**Records from a point labeling set:**

○ ○ ○

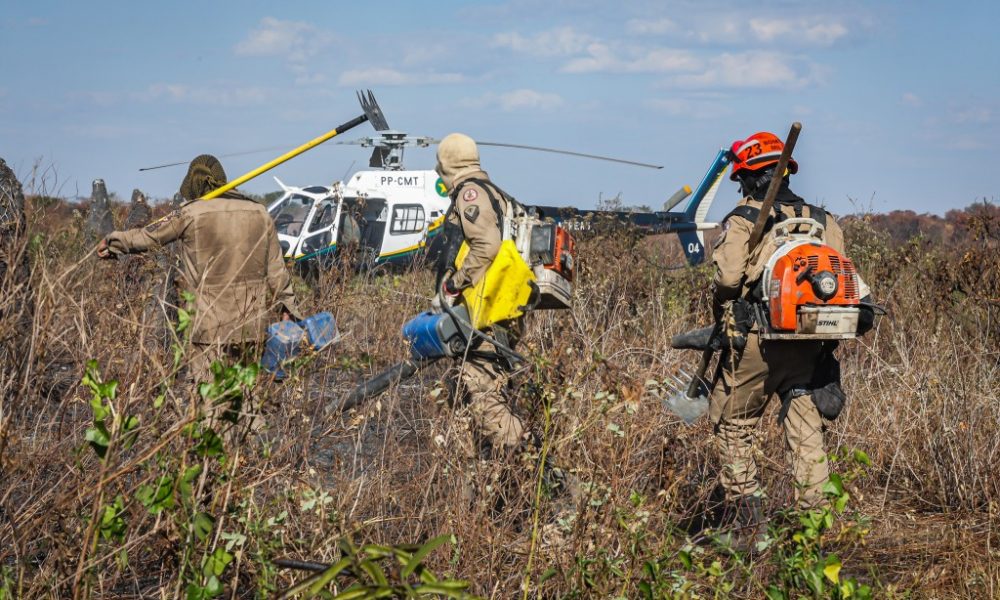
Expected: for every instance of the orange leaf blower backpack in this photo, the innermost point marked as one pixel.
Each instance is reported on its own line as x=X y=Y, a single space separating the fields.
x=809 y=290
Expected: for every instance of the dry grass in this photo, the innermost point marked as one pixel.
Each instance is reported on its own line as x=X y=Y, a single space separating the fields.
x=923 y=406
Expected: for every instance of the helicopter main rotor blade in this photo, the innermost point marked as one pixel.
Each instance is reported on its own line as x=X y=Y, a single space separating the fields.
x=244 y=153
x=570 y=153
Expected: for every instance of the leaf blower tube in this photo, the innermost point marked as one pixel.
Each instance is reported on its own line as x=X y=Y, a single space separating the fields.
x=431 y=336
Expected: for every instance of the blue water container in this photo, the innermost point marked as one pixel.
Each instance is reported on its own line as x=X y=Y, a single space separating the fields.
x=434 y=335
x=321 y=330
x=284 y=342
x=422 y=333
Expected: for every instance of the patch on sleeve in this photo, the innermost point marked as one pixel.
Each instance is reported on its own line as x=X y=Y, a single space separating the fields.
x=471 y=212
x=170 y=216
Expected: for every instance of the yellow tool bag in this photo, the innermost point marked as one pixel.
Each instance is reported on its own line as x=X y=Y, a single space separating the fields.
x=502 y=291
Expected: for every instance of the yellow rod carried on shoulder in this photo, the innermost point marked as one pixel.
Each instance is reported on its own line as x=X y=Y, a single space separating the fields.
x=372 y=113
x=286 y=156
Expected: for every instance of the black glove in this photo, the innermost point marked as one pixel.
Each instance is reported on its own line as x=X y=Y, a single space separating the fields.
x=450 y=289
x=866 y=316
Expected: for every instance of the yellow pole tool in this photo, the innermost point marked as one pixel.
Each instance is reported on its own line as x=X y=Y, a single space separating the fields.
x=286 y=156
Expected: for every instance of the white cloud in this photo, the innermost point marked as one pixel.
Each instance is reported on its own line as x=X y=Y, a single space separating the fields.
x=515 y=100
x=211 y=96
x=651 y=26
x=694 y=108
x=295 y=40
x=754 y=69
x=560 y=41
x=602 y=58
x=390 y=76
x=809 y=30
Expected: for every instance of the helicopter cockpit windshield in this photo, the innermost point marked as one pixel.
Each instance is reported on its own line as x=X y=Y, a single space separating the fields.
x=290 y=216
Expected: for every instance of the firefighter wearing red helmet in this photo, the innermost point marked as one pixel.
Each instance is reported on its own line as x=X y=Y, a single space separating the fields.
x=749 y=376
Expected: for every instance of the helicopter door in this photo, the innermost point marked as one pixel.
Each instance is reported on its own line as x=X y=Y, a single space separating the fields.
x=290 y=216
x=406 y=231
x=372 y=216
x=321 y=234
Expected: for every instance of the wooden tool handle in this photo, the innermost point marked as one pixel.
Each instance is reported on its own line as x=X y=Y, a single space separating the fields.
x=772 y=189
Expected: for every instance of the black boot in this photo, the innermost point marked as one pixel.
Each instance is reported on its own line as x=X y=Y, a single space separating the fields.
x=747 y=526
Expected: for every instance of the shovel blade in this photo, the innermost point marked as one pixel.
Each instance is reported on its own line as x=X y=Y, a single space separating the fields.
x=686 y=407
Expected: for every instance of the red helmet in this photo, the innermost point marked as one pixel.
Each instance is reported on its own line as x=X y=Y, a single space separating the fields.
x=758 y=151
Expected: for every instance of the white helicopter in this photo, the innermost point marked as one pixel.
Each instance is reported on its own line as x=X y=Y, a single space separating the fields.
x=386 y=216
x=390 y=215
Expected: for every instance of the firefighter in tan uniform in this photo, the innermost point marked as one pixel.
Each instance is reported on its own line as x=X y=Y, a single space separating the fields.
x=478 y=209
x=747 y=379
x=230 y=260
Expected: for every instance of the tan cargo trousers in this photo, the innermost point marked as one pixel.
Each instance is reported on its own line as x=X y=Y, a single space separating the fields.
x=743 y=386
x=492 y=417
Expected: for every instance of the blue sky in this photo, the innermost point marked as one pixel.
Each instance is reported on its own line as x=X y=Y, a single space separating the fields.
x=900 y=101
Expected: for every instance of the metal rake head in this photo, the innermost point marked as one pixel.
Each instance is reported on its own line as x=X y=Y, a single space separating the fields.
x=372 y=110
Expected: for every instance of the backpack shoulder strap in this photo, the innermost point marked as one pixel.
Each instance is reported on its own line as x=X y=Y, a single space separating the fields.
x=747 y=212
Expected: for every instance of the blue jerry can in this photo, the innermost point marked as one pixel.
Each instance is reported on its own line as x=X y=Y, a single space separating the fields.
x=422 y=333
x=284 y=342
x=321 y=330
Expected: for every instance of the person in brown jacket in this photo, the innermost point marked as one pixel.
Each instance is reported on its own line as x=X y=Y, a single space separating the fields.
x=748 y=378
x=230 y=260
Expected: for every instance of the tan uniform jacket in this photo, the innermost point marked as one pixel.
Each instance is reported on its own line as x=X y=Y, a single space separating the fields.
x=230 y=259
x=474 y=212
x=733 y=257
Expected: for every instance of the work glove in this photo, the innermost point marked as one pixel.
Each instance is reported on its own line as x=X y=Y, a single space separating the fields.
x=450 y=289
x=449 y=294
x=103 y=251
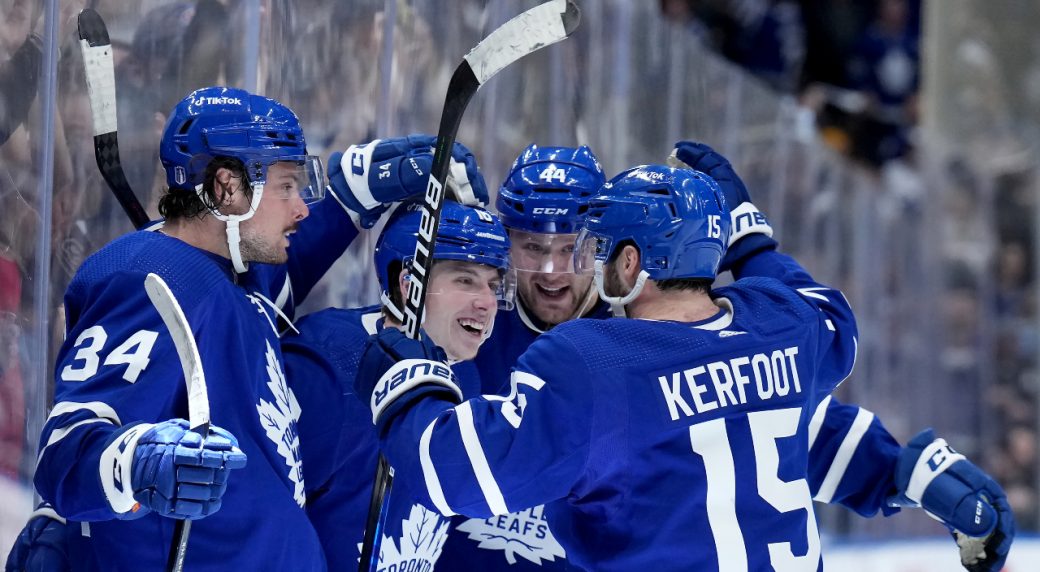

○ ○ ○

Lay out every line of the rows above as a numbered list, dropping any blank lines. Leave the pictures out.

1. Expected: for every instance of the orange leaf blower backpack in this photo, the innermost point marked as one pixel.
2. Each instance is reported on its own line as x=X y=Y, a single space separating the fields.
3. x=809 y=290
4. Expected: for every instance of the dry grass in this photo, the innermost point marked as one pixel.
5. Each instance is reported on its own line as x=X y=Y, a single space separating the fields.
6. x=923 y=406
7. Expected: for every instance of the helicopter main rotor blade in this photo, the innermost point marked as one pixel.
8. Each instance is reported on its own line as x=X y=Y, a single space separating the fields.
9. x=244 y=153
10. x=570 y=153
11. Expected: for every instance of the leaf blower tube in this photo, the innermost point marked as one pixel.
12. Each instance is reported on its own line as x=X y=Y, a single space separating the fields.
13. x=431 y=336
14. Expected: for every instance of the blue water container in this photo, the innermost point marked as one pixel.
15. Each instance is reported on its own line as x=X y=Y, a single space separating the fields.
16. x=434 y=335
17. x=321 y=330
18. x=284 y=342
19. x=422 y=333
20. Expected: for every instance of the patch on sleeve in this photo, the innermost point marked as one pixel.
21. Each instance is reported on its own line as x=X y=Y, a single space separating the fields.
22. x=471 y=212
23. x=170 y=216
24. Expected: for every instance of the yellow tool bag in this photo, the innermost point marked as one pixel.
25. Each instance is reported on its own line as x=X y=Y, a single space separating the fields.
26. x=502 y=291
27. Expected: for every instance of the yellow rod carried on shoulder in this photo, the innermost point marked as one pixel.
28. Each instance is reported on its own line as x=X y=Y, a single space separating the fields.
29. x=372 y=113
30. x=286 y=156
31. Expected: for every instance of the black glove in this photo, the innermost point marked as one pixel.
32. Each instance is reported on its own line as x=X y=Y, a single space separating the fields.
33. x=450 y=289
34. x=866 y=316
35. Expected: for every instance of the yellow pole tool in this photo, the innermost point marked as one pixel.
36. Each instance is reported on its own line as x=X y=Y, a single space separating the fields.
37. x=286 y=156
38. Expected: for every instance of the white cloud in this photo, the innermost point marked as one pixel.
39. Each instance is reported on its own line as x=X y=Y, a single space separating the fields.
40. x=515 y=100
41. x=211 y=96
42. x=651 y=26
43. x=694 y=108
44. x=295 y=40
45. x=754 y=69
46. x=560 y=41
47. x=602 y=58
48. x=390 y=76
49. x=809 y=30
50. Expected: for every instance of the helicopter cockpit windshield in this photo, the innermost point marked as one pixel.
51. Each instance is reported on its own line as x=X y=Y, a single space separating the fields.
52. x=290 y=216
53. Expected: for every instance of the firefighter wearing red helmet in this photo, the innermost point marked as one pixel.
54. Each instance is reported on its own line as x=X y=Y, a single space separating the fields.
55. x=749 y=376
56. Expected: for every instance of the helicopter door in this photo, the innermost point marked as one pixel.
57. Each instance is reported on its own line as x=X y=Y, a single space separating the fields.
58. x=290 y=216
59. x=406 y=231
60. x=372 y=216
61. x=321 y=234
62. Expected: for every instance of the wooden tool handle in this photo, the innermost point marked as one pixel.
63. Each instance is reported on its own line as x=X y=Y, a single space separating the fields.
64. x=772 y=189
65. Expected: for every instance of the black boot in this photo, the innermost point marked as one pixel.
66. Each instance is reported on its own line as x=X y=Y, a single space separating the fields.
67. x=747 y=526
68. Expected: for every instance of the shovel blade in this photo, the innermost point marked as one pixel.
69. Each instance is reported on its own line as x=X y=Y, a single space separating the fields.
70. x=686 y=407
71. Expected: for every instance of the red helmet in this photo, the innermost point marked as one pixel.
72. Each instance is reported on its own line as x=X y=Y, a single space separating the fields.
73. x=758 y=151
74. Expected: for every instance of the white helicopter in this photo, the innermost point marked as one pixel.
75. Each instance is reported on its own line as x=X y=Y, a single space separating the fields.
76. x=386 y=216
77. x=390 y=215
78. Expected: for every instance of the firefighter in tan uniform in this photo, the innermost point marked as one pixel.
79. Each instance is reported on its own line as x=X y=Y, a single space separating the fields.
80. x=478 y=209
81. x=747 y=379
82. x=230 y=260
83. Expected: for every instance of the tan cargo trousers in this photo, the innermost point marked as one pixel.
84. Each instance is reported on its own line as x=X y=Y, a single space separating the fields.
85. x=743 y=386
86. x=492 y=417
87. Expected: for every instance of the blue sky in this photo, the innermost point marked as one pixel.
88. Each instance is reported on its own line as x=X y=Y, a single space separating the fields.
89. x=900 y=101
90. Expected: for every instance of the metal rake head in this photo, the innermost point marked as one pixel.
91. Each instance is reported on its own line as x=X y=Y, a single space separating the fields.
92. x=372 y=110
93. Expected: for every instance of the backpack shoulder strap in this photo, the innermost point marked as one pixel.
94. Each instance is reported on its own line as x=X y=Y, a single space separating the fields.
95. x=747 y=212
96. Expected: for every instance of the blue jerry can in this photo, the innermost point marked as one pixel.
97. Each instance is reported on its own line as x=X y=Y, a single space separating the fields.
98. x=422 y=333
99. x=284 y=342
100. x=321 y=330
101. Expected: for every instance of the person in brown jacket in this photo, the innermost point marked as one pixel.
102. Each instance is reported on its own line as x=X y=Y, a single space separating the fields.
103. x=748 y=378
104. x=230 y=260
105. Expected: for every instance of the tan uniform jacket in this photo, the innermost point marked as one pixel.
106. Each instance is reported on its own line as x=X y=Y, a single space separating the fields.
107. x=230 y=259
108. x=474 y=212
109. x=733 y=257
110. Expected: for every instance of the work glove in this photo, the innermost point marked as one pixel.
111. Each instance is reported on its own line as x=X y=Y, a single space separating the fields.
112. x=450 y=289
113. x=449 y=294
114. x=103 y=251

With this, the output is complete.